Righe da elaborare
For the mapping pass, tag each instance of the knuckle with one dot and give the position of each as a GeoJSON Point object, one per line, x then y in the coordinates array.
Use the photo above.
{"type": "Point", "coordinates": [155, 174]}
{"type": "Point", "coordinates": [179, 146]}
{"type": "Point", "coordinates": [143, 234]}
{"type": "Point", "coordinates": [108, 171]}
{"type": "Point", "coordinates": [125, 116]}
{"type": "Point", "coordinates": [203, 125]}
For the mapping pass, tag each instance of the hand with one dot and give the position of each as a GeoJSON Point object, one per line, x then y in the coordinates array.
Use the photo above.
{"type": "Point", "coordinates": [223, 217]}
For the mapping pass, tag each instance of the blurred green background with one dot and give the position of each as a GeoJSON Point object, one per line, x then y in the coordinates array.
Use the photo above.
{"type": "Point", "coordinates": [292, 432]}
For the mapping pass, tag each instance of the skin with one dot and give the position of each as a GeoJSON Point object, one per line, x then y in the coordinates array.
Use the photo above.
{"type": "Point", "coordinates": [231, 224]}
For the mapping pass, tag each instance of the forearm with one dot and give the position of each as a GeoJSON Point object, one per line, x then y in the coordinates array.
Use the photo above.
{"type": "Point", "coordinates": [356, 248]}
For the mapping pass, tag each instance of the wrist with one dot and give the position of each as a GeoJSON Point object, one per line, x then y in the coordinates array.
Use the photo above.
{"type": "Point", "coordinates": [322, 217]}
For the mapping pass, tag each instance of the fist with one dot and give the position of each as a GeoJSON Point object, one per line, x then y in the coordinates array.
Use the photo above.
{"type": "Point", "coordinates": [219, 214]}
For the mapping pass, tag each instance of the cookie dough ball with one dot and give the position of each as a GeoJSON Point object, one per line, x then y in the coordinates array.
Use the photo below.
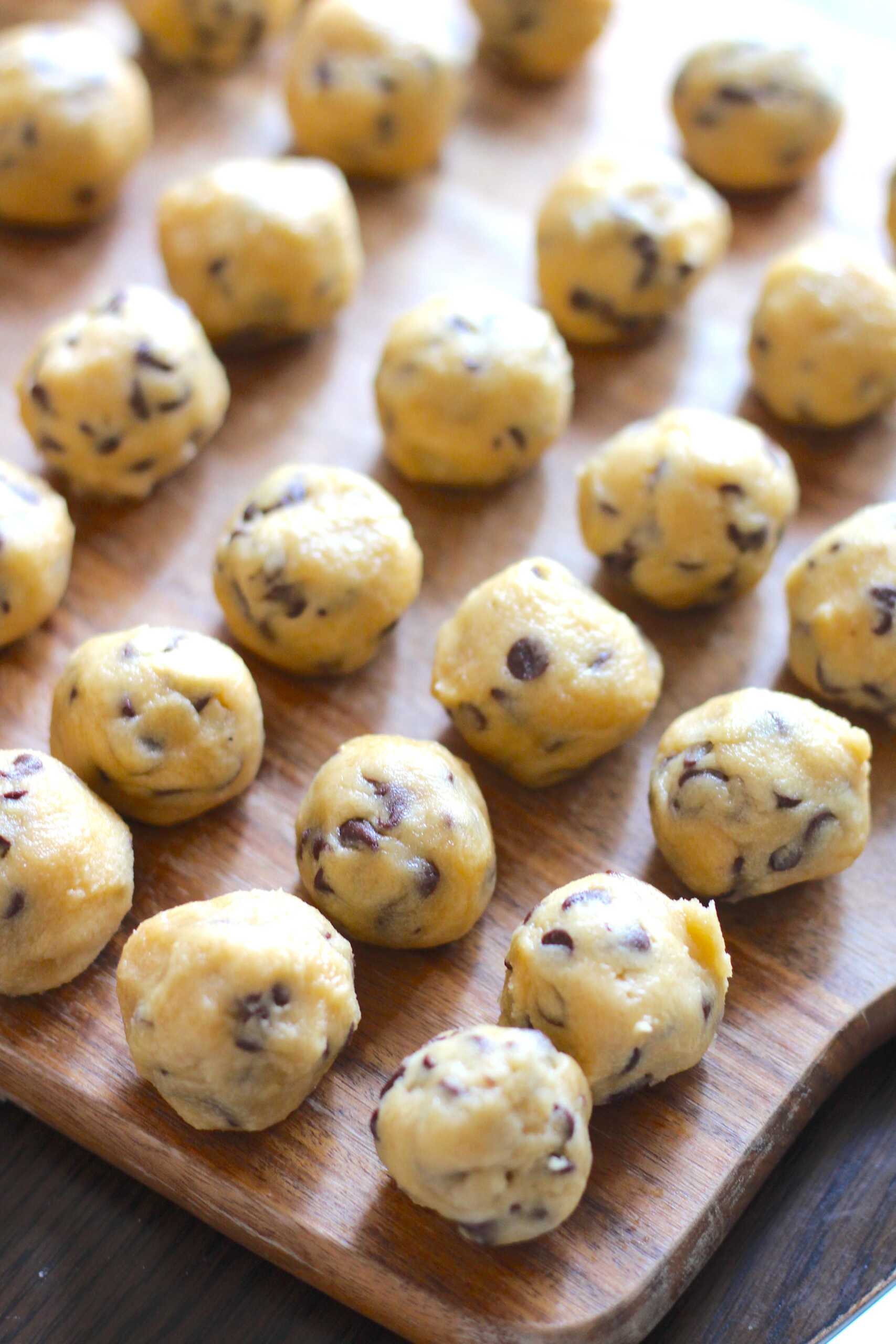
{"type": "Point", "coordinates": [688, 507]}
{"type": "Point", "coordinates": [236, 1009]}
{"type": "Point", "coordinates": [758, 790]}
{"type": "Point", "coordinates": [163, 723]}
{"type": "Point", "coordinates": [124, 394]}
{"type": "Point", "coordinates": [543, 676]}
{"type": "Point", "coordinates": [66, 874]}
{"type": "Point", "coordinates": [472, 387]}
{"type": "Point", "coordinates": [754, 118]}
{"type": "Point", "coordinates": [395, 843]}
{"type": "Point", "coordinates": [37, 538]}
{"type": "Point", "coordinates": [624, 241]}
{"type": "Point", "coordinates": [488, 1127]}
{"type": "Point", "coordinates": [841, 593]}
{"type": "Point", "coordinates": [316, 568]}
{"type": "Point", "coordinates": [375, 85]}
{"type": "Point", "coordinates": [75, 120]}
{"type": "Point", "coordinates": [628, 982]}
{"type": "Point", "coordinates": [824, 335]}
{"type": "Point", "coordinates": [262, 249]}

Istruzione
Riporta come tabella Markdown le righe qui sopra, da quella che contiene "For the mapping pass, tag each instance of the fist" fino all'ultima, entrambe incluse, con le colonne "Numero" (numero progressivo) e "Riga" (il testo della riga). Tralascia le righe vuote e non includere le immagini.

Risposta qui sotto
| Numero | Riga |
|---|---|
| 1 | For the mapping pass, tag each instance of the fist with one dot and give the position of each as a GeoJSON Point object, one per line, x then y in the coordinates array. |
| 2 | Use the photo above. |
| 3 | {"type": "Point", "coordinates": [219, 214]} |
| 4 | For the mapping pass, tag each instance of the cookie dough ball with one dot and give the position of each as a GeoJSON Point object, one per line, x then y in the coordinates array. |
| 5 | Use the photo below. |
| 6 | {"type": "Point", "coordinates": [688, 507]} |
| 7 | {"type": "Point", "coordinates": [236, 1009]} |
| 8 | {"type": "Point", "coordinates": [758, 790]} |
| 9 | {"type": "Point", "coordinates": [163, 723]} |
| 10 | {"type": "Point", "coordinates": [124, 394]} |
| 11 | {"type": "Point", "coordinates": [543, 676]} |
| 12 | {"type": "Point", "coordinates": [66, 874]} |
| 13 | {"type": "Point", "coordinates": [472, 387]} |
| 14 | {"type": "Point", "coordinates": [754, 118]} |
| 15 | {"type": "Point", "coordinates": [395, 843]} |
| 16 | {"type": "Point", "coordinates": [37, 538]} |
| 17 | {"type": "Point", "coordinates": [624, 241]} |
| 18 | {"type": "Point", "coordinates": [488, 1127]} |
| 19 | {"type": "Point", "coordinates": [841, 593]} |
| 20 | {"type": "Point", "coordinates": [316, 568]} |
| 21 | {"type": "Point", "coordinates": [375, 85]} |
| 22 | {"type": "Point", "coordinates": [75, 120]} |
| 23 | {"type": "Point", "coordinates": [628, 982]} |
| 24 | {"type": "Point", "coordinates": [824, 335]} |
| 25 | {"type": "Point", "coordinates": [262, 249]} |